BRIEF :: Where the word "query" occurs in a line of the listing, please copy the line.

RECORD SET ::
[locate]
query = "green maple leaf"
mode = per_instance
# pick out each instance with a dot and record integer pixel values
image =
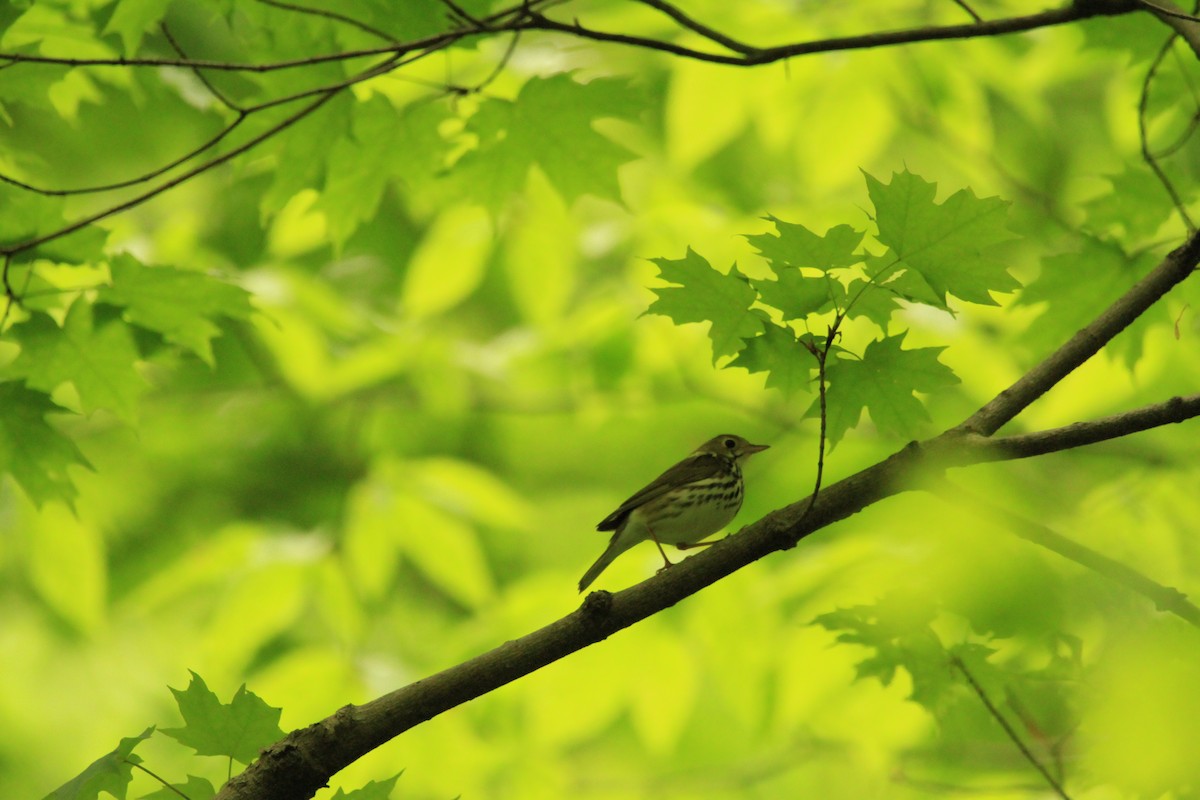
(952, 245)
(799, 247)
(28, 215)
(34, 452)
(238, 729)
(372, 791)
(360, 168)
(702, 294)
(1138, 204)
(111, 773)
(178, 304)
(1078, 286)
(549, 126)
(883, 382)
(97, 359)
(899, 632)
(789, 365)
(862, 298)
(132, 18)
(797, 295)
---
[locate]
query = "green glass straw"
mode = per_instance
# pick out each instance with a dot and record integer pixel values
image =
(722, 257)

RESULT OF THIS EXERCISE ::
query = "green maple leaf"
query = "green glass straw"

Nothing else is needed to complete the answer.